Do this
Find every line in the records below that contains the string "window", matching case exactly, and copy each of those lines.

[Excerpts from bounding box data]
----

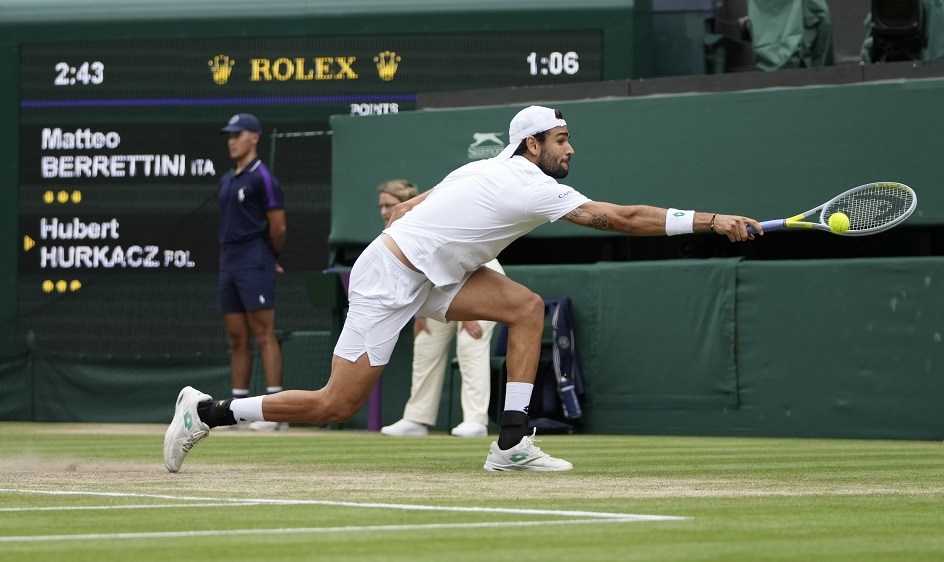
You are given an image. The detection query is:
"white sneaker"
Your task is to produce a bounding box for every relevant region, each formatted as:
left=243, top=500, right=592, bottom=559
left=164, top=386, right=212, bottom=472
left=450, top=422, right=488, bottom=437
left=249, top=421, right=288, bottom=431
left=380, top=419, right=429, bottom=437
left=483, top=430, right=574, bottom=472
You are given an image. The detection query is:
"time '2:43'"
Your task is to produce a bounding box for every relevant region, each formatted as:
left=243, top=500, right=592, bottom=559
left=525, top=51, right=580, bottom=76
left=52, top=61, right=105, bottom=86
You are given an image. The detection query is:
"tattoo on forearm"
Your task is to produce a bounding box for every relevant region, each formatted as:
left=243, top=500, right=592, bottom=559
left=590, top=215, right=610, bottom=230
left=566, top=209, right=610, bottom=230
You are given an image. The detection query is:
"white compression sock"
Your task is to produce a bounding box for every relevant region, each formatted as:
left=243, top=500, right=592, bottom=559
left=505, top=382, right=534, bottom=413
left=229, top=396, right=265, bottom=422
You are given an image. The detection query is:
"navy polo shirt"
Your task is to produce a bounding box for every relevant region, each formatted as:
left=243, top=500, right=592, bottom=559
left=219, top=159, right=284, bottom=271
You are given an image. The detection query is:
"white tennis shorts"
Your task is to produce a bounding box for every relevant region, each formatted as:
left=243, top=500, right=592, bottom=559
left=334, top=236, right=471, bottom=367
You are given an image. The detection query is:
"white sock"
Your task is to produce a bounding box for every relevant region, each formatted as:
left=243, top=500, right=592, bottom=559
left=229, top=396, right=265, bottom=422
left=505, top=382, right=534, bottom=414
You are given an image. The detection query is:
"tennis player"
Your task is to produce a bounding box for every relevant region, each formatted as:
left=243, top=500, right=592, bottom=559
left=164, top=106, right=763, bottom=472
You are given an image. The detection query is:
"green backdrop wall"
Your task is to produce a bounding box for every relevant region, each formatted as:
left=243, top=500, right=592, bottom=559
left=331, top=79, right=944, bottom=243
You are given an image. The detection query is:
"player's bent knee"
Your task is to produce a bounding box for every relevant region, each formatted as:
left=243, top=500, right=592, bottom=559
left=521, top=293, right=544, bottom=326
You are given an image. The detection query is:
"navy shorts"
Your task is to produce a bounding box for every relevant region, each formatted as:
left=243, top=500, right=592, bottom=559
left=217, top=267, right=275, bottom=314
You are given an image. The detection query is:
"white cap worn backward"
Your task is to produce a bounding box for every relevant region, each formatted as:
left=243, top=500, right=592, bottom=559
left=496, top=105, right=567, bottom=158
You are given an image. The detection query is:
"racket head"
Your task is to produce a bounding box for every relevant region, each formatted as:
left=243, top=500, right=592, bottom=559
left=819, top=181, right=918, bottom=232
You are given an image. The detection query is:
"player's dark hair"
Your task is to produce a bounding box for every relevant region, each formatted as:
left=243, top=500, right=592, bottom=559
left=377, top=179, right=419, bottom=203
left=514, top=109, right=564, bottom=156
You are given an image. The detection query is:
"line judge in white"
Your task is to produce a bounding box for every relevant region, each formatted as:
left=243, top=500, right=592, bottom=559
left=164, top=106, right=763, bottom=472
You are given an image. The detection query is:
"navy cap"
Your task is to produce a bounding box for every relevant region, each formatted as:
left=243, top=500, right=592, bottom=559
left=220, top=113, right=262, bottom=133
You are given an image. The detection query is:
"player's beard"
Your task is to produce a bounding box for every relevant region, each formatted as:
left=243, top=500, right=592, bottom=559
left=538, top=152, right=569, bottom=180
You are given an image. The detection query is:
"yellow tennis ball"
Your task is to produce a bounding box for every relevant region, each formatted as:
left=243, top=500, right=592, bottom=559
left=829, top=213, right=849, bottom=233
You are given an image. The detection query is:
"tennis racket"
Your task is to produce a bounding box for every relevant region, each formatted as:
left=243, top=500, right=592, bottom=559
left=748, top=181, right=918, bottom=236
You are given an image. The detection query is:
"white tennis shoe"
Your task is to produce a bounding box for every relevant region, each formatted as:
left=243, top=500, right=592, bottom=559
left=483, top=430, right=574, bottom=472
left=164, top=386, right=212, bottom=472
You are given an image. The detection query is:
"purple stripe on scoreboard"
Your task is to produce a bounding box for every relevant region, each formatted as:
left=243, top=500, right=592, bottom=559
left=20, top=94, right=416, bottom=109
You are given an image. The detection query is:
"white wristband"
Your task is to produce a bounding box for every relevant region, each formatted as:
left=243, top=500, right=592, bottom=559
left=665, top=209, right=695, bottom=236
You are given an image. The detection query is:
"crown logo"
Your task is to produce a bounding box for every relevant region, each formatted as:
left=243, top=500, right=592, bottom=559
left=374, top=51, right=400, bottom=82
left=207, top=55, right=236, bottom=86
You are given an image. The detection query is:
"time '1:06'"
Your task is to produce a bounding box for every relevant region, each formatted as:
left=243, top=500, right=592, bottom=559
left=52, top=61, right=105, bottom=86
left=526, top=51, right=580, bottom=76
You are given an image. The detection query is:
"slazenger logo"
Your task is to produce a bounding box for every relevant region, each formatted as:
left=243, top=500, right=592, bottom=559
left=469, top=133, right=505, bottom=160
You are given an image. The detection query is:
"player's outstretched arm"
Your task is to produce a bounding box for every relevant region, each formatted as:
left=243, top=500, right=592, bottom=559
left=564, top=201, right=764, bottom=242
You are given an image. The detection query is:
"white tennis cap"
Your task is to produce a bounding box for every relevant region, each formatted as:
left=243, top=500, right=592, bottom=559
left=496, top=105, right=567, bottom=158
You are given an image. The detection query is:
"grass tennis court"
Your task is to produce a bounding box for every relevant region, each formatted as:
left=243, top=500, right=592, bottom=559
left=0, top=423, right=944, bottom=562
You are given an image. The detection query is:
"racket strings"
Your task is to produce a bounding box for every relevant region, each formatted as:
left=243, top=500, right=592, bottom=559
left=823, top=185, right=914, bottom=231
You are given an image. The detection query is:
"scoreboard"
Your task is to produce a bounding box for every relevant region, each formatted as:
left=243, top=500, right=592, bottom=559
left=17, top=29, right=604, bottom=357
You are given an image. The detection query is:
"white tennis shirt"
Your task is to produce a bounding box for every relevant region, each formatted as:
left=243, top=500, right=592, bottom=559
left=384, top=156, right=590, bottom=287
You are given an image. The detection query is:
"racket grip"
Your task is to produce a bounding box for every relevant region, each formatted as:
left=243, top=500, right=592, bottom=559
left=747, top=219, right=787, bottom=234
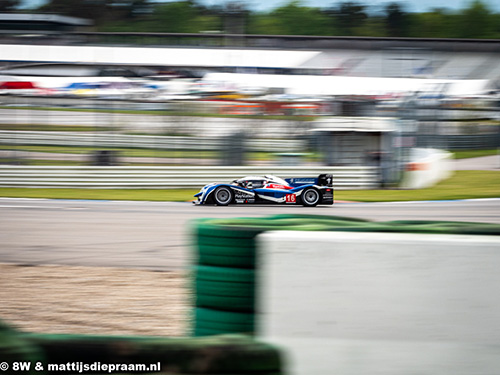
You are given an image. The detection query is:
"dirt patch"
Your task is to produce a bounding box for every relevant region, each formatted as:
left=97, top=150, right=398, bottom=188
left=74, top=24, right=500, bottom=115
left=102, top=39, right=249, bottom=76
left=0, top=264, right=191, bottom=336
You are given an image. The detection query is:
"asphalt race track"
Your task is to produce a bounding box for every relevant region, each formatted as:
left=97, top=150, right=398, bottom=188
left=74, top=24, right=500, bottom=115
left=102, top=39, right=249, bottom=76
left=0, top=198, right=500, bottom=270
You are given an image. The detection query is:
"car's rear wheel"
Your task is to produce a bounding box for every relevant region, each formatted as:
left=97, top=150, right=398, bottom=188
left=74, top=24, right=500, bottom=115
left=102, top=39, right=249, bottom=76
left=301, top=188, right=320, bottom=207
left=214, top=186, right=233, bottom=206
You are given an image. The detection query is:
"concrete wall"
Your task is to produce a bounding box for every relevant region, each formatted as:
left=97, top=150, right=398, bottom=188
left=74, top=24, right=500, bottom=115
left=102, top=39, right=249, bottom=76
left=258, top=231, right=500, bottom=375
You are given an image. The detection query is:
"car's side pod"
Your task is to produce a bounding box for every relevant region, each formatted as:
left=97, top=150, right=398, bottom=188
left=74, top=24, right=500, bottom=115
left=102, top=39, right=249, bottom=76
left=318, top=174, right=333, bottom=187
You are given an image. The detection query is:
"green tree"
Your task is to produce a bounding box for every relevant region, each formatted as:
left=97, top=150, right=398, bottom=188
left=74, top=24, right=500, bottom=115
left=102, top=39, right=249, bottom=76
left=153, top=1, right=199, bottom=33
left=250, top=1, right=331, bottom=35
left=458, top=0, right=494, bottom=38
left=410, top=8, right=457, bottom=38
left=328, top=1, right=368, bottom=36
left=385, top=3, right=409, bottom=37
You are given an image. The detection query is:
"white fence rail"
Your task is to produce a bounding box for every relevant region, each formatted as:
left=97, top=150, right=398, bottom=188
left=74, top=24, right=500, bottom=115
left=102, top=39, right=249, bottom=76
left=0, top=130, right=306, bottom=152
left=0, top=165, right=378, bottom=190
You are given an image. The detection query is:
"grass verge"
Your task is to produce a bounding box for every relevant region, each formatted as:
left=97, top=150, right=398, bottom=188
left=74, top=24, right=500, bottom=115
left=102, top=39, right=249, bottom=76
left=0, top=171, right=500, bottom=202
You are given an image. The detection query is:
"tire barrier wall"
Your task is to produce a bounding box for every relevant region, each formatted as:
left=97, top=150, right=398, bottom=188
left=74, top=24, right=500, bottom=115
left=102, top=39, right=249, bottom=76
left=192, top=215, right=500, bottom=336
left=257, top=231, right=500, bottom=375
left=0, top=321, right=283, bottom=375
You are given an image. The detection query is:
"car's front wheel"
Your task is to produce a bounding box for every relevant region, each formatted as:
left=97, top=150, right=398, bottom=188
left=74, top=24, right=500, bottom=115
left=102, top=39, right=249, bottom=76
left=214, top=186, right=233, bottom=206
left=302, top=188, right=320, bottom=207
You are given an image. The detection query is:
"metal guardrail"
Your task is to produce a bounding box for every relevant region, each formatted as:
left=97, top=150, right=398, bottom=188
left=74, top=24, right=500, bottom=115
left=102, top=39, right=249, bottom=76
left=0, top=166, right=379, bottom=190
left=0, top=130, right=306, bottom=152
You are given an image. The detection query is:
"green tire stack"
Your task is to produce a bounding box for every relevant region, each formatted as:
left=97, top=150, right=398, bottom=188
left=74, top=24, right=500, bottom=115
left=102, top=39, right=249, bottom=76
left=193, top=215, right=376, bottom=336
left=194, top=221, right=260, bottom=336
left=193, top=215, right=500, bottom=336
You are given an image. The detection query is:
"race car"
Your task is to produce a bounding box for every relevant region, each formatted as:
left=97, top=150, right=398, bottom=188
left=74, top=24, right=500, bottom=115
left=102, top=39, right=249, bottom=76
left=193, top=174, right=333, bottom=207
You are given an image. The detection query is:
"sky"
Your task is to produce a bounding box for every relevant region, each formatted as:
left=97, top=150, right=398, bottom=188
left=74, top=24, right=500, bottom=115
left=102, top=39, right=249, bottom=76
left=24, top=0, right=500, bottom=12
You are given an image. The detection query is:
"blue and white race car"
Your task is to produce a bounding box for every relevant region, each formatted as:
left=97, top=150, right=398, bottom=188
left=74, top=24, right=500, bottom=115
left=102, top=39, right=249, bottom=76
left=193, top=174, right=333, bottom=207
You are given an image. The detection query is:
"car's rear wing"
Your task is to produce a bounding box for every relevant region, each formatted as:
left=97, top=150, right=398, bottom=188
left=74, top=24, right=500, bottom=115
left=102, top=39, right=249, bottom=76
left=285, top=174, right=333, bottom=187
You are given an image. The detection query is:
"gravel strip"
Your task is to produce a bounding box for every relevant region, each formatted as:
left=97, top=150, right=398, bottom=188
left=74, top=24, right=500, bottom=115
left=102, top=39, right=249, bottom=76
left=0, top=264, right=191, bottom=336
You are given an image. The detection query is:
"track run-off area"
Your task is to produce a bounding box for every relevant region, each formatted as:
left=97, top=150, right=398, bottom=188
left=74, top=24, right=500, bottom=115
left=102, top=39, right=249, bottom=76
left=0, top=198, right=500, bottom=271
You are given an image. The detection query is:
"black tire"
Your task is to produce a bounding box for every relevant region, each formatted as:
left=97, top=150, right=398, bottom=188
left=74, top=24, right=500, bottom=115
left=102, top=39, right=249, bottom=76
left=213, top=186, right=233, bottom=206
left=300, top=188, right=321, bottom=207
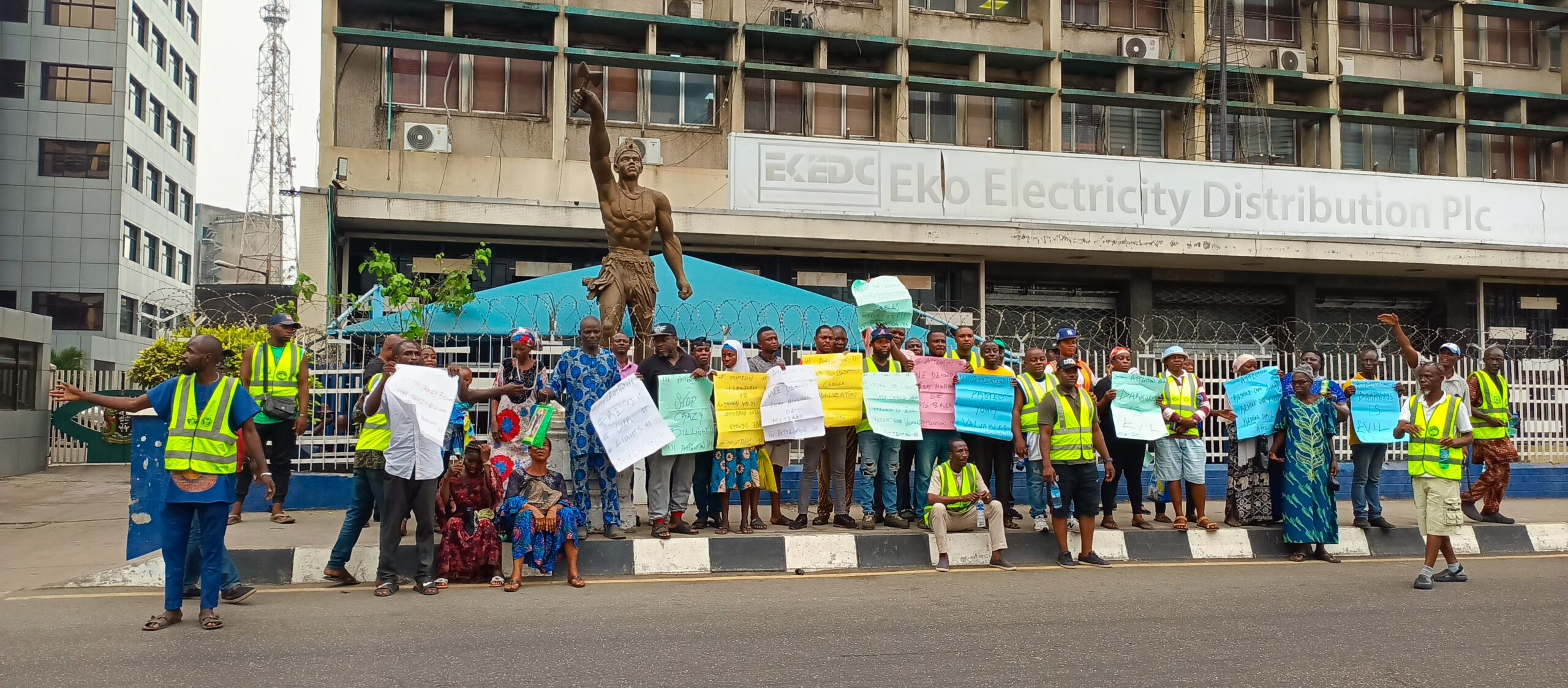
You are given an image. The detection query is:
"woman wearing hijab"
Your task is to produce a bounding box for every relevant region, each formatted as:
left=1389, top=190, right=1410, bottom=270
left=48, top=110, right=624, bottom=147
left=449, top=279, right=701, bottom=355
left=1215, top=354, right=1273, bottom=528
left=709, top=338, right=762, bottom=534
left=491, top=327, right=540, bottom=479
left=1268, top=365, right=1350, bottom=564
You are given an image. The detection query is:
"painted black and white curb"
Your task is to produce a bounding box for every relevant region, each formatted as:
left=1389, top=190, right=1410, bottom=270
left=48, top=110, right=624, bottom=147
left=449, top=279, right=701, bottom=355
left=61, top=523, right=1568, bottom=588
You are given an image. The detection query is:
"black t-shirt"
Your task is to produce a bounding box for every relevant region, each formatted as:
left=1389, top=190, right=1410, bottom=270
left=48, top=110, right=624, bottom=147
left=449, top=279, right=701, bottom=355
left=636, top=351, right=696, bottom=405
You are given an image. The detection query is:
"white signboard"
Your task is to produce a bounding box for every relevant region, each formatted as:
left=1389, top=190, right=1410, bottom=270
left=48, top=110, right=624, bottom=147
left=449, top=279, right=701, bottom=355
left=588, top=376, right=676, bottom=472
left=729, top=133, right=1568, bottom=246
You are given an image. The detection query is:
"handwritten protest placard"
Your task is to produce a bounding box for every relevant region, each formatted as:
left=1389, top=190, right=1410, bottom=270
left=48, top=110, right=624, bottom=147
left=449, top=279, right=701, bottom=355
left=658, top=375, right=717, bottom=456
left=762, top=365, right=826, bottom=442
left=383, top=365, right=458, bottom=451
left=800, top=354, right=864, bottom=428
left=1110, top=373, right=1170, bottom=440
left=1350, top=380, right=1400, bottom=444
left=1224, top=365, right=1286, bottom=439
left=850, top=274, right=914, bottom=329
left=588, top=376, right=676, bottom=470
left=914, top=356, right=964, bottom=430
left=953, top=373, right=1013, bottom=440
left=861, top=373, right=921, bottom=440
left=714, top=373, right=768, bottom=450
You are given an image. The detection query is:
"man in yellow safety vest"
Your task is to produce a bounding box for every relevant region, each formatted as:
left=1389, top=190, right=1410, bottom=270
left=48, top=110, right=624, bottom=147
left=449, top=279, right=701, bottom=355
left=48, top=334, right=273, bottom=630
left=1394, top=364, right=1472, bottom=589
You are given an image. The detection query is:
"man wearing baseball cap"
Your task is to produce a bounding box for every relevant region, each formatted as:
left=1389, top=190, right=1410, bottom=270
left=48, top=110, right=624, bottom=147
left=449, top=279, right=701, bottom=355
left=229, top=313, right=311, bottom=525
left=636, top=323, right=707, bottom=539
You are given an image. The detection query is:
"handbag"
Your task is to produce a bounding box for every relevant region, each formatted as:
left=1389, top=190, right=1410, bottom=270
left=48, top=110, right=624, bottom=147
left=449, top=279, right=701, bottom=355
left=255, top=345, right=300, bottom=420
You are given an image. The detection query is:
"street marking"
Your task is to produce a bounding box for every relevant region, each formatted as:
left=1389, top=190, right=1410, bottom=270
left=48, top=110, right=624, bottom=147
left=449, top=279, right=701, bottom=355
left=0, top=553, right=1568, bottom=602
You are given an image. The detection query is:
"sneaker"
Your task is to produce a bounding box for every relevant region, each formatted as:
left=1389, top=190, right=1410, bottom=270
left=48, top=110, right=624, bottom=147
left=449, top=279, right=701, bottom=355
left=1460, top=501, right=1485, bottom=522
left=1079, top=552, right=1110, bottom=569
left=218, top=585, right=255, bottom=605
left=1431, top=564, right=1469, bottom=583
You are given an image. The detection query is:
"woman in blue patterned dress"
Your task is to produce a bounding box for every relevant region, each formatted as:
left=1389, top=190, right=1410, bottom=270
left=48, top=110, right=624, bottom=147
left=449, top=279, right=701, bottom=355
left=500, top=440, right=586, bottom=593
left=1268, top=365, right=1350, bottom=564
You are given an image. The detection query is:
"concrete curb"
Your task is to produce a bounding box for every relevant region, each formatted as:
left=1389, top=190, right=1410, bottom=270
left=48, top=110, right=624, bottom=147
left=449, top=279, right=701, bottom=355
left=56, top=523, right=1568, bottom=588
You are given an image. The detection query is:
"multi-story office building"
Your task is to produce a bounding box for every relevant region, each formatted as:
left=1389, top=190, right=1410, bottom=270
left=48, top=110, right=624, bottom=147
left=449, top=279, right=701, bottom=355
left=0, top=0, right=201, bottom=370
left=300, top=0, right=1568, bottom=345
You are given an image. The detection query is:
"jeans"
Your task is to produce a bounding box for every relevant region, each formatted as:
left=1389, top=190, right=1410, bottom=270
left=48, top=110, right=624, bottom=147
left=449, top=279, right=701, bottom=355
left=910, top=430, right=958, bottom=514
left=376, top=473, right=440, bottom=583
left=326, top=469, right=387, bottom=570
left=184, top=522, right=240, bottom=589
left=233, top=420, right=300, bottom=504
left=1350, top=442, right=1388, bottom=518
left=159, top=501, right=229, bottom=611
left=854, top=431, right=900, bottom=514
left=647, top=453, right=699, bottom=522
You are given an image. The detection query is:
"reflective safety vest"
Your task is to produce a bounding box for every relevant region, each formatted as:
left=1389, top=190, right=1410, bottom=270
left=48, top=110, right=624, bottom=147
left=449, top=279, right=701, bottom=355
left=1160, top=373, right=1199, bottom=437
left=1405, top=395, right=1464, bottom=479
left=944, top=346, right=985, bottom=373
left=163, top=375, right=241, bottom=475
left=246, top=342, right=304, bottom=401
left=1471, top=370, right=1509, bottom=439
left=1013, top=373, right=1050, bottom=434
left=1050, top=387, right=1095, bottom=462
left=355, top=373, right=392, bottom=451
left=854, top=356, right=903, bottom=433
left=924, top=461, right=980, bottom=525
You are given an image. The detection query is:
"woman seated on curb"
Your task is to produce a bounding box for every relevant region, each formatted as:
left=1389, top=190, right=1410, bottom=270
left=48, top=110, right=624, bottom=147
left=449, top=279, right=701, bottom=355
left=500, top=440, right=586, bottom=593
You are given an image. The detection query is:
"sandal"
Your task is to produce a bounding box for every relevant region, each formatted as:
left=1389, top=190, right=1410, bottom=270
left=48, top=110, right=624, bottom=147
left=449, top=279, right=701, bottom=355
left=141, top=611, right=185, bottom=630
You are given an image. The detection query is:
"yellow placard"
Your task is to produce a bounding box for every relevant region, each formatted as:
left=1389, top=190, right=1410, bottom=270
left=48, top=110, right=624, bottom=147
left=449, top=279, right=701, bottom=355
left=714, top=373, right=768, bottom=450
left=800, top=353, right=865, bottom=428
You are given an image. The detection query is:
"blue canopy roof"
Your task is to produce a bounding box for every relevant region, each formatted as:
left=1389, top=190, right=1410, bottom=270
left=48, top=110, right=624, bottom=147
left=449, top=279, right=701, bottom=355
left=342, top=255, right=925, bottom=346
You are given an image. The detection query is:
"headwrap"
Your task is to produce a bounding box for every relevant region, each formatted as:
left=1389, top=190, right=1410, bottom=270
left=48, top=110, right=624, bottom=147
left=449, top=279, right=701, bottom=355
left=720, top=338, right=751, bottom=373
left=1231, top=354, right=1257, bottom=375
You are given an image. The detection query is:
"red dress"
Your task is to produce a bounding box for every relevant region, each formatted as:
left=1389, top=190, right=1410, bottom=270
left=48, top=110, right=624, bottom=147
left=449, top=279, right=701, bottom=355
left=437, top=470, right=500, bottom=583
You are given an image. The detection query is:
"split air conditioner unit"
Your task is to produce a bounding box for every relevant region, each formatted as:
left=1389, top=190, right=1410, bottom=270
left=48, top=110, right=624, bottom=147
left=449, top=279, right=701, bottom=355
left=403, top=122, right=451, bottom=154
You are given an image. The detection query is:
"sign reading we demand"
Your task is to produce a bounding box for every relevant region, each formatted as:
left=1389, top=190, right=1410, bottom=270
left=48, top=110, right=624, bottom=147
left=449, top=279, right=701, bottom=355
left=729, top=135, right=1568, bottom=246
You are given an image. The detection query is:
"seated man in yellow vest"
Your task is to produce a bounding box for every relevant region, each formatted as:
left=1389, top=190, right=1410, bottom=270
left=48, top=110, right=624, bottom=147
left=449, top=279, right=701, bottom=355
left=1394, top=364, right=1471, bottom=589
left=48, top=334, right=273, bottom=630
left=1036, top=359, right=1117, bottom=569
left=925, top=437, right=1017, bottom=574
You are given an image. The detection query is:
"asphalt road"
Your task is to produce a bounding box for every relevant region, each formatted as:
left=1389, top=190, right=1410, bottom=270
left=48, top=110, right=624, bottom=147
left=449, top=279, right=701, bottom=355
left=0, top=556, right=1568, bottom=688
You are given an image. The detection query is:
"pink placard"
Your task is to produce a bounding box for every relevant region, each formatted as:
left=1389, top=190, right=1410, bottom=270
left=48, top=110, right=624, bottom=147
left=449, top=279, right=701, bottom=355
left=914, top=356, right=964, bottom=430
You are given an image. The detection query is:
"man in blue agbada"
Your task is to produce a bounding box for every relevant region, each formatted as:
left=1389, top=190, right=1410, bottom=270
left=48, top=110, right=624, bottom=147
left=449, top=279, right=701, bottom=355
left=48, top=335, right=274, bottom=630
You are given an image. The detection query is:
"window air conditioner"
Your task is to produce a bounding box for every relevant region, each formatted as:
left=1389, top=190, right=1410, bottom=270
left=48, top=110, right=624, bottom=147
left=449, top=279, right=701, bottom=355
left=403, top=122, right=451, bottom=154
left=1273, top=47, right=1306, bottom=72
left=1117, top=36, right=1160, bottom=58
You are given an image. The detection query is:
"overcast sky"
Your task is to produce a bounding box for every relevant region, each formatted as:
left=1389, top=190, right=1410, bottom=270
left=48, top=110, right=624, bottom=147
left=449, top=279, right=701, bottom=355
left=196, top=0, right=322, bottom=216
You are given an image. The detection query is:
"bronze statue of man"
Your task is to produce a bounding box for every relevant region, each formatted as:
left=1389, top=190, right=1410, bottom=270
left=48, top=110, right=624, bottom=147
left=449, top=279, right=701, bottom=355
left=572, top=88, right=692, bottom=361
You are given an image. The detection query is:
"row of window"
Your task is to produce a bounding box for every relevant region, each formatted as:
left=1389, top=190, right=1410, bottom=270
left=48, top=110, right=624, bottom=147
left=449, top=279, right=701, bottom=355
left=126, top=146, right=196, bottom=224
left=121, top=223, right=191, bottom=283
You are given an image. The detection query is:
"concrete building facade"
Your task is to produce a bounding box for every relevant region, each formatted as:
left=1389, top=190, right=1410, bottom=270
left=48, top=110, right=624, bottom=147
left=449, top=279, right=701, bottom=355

----

Correct output
"window air conditioner"
"row of window"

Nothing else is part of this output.